*Extracted text*.
============
When you’re sleeping, the thoughts are gone, replaced by dreams, and it’s a pleasurable state when you manage to experience the transition between awake and asleep. It happens so fast, but it can be stretched out by various methods that I will talk about in detail elsewhere. What particularly interests us here is the quality of the thought, which clearly changes, indeed detaches, as soon as the waking state loses its hold and is replaced by sleep. The final thoughts before sleep are often the craziest, liberated not only from sense, but above all from memory because, like dreams, they cannot be retained and possess only the value of the moment. Indeed, the less they can be retained (the more quickly they are forgotten), the wilder they get, freed from the authority of my listening and directing Ich, which, during the day, still gives them some direction. In the morning, it’s easier: the process of waking can easily be slowed, as long as you refrain from immediately being shaken awake by profane information, the time, the weather, and who wrote what while you were sleeping. Keep your hands off the phone while still waking up! I make myself a very weak coffee instead and drink two cups of it in seclusion in bed, and while doing so, I can best follow the morning dance of thoughts. I force awakening like a wedge into the breach of the thought structures now becoming ordered, though the order is still unencumbered by the necessities and fake necessities with which I have to bandy myself about the rest of the day, in the form of activities and fake activities. The coffee is very helpful here, as long as it’s weak enough not to stir up the process too much, and, when traveling, I always take my little coffee set along, so that under almost any circumstances, I perform this little ritual that’s so indispensable to my peace of mind and mental health.
============
*Dataset records*.

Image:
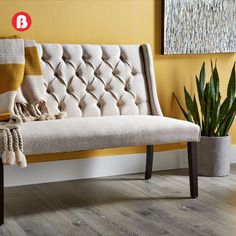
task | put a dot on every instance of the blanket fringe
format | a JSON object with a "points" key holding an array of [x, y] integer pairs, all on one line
{"points": [[38, 111], [13, 143]]}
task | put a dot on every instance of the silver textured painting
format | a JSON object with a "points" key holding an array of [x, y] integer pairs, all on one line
{"points": [[199, 26]]}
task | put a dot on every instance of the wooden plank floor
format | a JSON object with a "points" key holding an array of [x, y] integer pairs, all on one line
{"points": [[123, 205]]}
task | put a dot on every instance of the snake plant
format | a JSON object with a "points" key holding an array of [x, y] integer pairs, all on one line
{"points": [[213, 115]]}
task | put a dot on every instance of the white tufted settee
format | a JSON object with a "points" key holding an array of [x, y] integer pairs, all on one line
{"points": [[109, 94]]}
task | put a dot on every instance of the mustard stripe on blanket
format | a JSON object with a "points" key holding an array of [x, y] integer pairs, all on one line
{"points": [[22, 94]]}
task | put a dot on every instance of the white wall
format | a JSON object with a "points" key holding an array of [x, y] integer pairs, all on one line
{"points": [[95, 167]]}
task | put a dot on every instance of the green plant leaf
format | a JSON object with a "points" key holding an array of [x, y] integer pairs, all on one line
{"points": [[182, 109], [214, 117], [208, 108], [215, 76], [190, 106], [228, 123], [202, 77], [230, 113], [231, 86]]}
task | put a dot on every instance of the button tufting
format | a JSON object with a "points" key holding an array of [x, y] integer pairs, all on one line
{"points": [[97, 73], [80, 107], [84, 57]]}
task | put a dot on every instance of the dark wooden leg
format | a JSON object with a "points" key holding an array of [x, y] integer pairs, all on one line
{"points": [[1, 193], [192, 163], [149, 161]]}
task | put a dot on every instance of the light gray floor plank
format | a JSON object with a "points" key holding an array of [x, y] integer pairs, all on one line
{"points": [[123, 205]]}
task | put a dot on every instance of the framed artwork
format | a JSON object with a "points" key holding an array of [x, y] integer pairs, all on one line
{"points": [[199, 26]]}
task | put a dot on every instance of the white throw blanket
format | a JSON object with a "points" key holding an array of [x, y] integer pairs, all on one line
{"points": [[22, 94]]}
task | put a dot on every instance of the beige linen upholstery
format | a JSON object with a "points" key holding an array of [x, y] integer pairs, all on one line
{"points": [[102, 132], [109, 94]]}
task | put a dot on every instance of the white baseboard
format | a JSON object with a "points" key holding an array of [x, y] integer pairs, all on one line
{"points": [[95, 167]]}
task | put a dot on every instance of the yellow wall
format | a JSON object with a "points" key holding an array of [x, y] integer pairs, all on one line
{"points": [[115, 22]]}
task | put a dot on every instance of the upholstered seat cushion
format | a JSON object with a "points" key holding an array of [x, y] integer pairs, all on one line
{"points": [[74, 134]]}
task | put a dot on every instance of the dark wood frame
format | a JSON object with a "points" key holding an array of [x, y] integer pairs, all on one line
{"points": [[192, 163], [193, 175]]}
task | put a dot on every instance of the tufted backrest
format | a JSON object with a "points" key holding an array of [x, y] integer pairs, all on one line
{"points": [[94, 80]]}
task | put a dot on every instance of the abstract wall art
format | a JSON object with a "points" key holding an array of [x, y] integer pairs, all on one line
{"points": [[199, 26]]}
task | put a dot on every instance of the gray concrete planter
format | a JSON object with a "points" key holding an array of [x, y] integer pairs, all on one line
{"points": [[213, 156]]}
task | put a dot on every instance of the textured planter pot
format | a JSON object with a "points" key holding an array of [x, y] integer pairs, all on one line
{"points": [[213, 156]]}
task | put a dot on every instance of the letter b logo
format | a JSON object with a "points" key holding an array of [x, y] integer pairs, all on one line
{"points": [[21, 21]]}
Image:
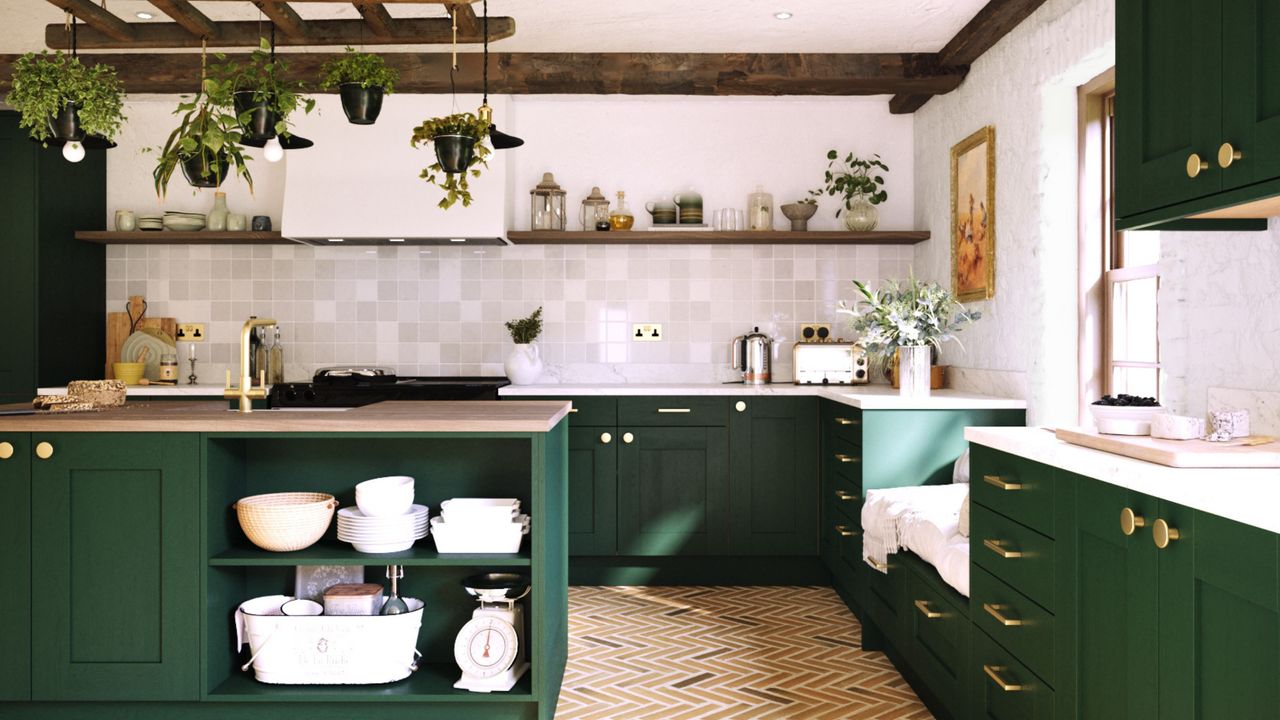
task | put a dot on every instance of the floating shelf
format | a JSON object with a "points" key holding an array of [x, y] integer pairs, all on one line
{"points": [[717, 237]]}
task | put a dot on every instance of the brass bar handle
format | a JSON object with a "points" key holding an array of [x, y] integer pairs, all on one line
{"points": [[923, 606], [1000, 550], [997, 481], [993, 673], [1129, 522], [1162, 534], [995, 611]]}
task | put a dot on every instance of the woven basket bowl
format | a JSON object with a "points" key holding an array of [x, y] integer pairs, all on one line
{"points": [[283, 522]]}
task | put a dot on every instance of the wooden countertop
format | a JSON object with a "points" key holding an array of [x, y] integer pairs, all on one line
{"points": [[400, 417]]}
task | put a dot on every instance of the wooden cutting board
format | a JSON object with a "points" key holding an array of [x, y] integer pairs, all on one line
{"points": [[118, 329], [1176, 452]]}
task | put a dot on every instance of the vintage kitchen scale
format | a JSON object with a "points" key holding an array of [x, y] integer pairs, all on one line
{"points": [[490, 647]]}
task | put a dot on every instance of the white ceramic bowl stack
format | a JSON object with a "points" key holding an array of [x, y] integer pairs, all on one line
{"points": [[479, 525]]}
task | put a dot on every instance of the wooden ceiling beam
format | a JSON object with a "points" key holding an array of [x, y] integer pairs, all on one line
{"points": [[246, 33], [95, 17]]}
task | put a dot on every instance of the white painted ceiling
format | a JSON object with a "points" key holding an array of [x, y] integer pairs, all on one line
{"points": [[620, 26]]}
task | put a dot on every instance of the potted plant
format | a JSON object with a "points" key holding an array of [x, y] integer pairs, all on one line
{"points": [[361, 80], [859, 190], [458, 149], [909, 320], [525, 363], [60, 98], [206, 141]]}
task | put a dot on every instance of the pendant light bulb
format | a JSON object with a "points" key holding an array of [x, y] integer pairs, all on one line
{"points": [[273, 150], [73, 151]]}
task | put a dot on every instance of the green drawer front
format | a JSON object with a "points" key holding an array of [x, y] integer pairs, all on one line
{"points": [[673, 411], [1013, 620], [1015, 487], [1002, 688], [1019, 556]]}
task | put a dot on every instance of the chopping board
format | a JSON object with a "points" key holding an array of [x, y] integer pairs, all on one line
{"points": [[119, 328], [1176, 452]]}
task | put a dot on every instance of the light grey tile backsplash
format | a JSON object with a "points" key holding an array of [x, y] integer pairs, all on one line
{"points": [[440, 311]]}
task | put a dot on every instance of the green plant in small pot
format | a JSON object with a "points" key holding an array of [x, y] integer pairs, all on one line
{"points": [[60, 98], [460, 146], [361, 80], [859, 186]]}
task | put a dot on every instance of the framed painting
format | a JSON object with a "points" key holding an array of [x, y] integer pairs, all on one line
{"points": [[973, 215]]}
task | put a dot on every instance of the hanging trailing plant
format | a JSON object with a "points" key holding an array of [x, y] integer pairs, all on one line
{"points": [[460, 147], [44, 83]]}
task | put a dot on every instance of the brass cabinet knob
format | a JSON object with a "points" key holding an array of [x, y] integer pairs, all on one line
{"points": [[1162, 534], [1226, 154], [1194, 165], [1129, 523]]}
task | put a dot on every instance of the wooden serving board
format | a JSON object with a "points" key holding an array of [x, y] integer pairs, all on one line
============
*Tasks to perform*.
[1] In the passage above about thoughts at the edges of sleep, condense the paragraph that begins "When you’re sleeping, the thoughts are gone" into a short bulleted list that keeps its main facts.
[2] According to the passage on thoughts between sleep and waking, how many cups of coffee does the writer drink in bed each morning, and how strong is it?
[3] Resume the passage on thoughts between sleep and waking, picking up right after its final sentence.

*The results*.
[1]
- During sleep, thoughts give way to dreams, and the transition between waking and sleeping is pleasurable to experience.
- This transition is fast but can be stretched out by various methods.
- As sleep takes over, the quality of thought changes and detaches.
- The last thoughts before sleep are often the craziest. Like dreams, they cannot be retained, and the faster they are forgotten, the wilder they become, freed from the directing Ich.
- Waking is easier to slow down if you avoid news, the time, the weather, and messages, and keep your hands off the phone.
- The writer drinks two cups of very weak coffee alone in bed to follow the morning dance of thoughts before the day's activities and fake activities take over.
- The coffee must be weak enough not to stir up the process too much.
- When traveling, the writer brings a small coffee set to keep this ritual, which is indispensable to peace of mind and mental health.

[2] Two cups of very weak coffee.

[3]
I’m in Ghana, all alone in our house, for more than four weeks now already, and I can give in more freely to the undisturbed flow of thoughts than would have been possible in Stockholm, where I also live but where I’m much less alone. I’ve made the following observations:

(a) The flow of thoughts can, as is widely known, only be stopped by sleep, coma, or death. Even in the greatest heat and with physical exhaustion or pain, it continues unabated. Not just that, the rapidity or rhythm of the internal thinking processes seems to me to be constant within a certain range — a rather limited range, I might add. Only the thought itself can be influenced qualitatively; the constancy of its production, hardly at all.

(b) The thoughts revolve around certain thematic complexes to which they return again and again.

(c) There is an authority listening, as mentioned above. This authority is mysterious in nature, and the subject of numerous observations by others long before me. The authority is quite strict with the thoughts as long as I’m awake, but when I dream, it permits the most monstrous escapades. It’s not the generator of those thoughts, which is unknown; it’s the strict nun, supervising her mischievous pupils with an iron hand, but some nights, the nun gets shit-faced on devilish stuff.

(d) From that follows that the thoughts come from elsewhere, and that can only be a mixture of the already experienced and known, what can be remembered and all its interpretations, and everything that has been thought about it with the current state, the present that always has to be new, but in essence consists mainly of rather small deviations from what is already known.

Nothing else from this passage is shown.